EXERCISE MATERIAL>
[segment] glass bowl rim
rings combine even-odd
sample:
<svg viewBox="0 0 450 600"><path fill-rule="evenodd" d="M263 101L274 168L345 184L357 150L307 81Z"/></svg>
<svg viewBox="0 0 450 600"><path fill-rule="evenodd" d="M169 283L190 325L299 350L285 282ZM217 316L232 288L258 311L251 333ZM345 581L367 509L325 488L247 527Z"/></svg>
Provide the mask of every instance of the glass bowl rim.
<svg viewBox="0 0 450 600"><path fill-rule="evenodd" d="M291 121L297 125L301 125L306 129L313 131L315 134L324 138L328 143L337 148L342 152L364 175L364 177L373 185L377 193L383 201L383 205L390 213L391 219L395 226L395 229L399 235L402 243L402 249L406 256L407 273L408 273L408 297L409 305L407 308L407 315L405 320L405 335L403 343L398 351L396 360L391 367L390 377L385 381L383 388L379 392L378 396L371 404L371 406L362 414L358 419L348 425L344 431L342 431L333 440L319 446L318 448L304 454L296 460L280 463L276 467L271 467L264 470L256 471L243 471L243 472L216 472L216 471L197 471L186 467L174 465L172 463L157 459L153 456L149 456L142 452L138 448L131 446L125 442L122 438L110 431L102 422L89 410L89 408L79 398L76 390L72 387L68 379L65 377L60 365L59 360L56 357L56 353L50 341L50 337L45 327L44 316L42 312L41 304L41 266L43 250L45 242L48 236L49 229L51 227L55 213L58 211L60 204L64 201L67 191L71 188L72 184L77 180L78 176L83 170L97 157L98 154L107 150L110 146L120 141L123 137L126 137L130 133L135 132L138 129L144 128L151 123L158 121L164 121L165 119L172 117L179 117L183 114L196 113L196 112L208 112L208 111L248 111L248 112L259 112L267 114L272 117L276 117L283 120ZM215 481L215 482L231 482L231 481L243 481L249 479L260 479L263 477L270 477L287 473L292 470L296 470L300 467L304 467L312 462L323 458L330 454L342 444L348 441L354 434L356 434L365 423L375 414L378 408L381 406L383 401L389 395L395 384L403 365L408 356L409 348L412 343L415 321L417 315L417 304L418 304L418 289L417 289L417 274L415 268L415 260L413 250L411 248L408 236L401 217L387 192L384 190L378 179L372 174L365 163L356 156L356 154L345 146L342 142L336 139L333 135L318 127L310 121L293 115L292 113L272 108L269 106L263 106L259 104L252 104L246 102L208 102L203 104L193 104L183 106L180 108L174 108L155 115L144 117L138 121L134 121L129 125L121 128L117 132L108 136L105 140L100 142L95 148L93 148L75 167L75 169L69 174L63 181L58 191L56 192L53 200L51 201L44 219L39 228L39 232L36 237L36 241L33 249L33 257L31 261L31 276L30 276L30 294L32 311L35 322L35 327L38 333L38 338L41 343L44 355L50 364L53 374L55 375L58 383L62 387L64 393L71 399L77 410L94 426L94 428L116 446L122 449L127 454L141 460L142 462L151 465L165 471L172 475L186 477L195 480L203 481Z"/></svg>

AIM OF THE EXERCISE> Could you set down, word for word, only the lines above from the line with "101L274 168L345 184L357" to the line with "283L190 325L299 350L285", including both?

OUTPUT OF THE EXERCISE>
<svg viewBox="0 0 450 600"><path fill-rule="evenodd" d="M263 101L274 168L345 184L357 150L307 81Z"/></svg>
<svg viewBox="0 0 450 600"><path fill-rule="evenodd" d="M169 283L190 325L299 350L285 282ZM217 316L232 288L258 311L251 333ZM345 581L367 509L325 488L247 527Z"/></svg>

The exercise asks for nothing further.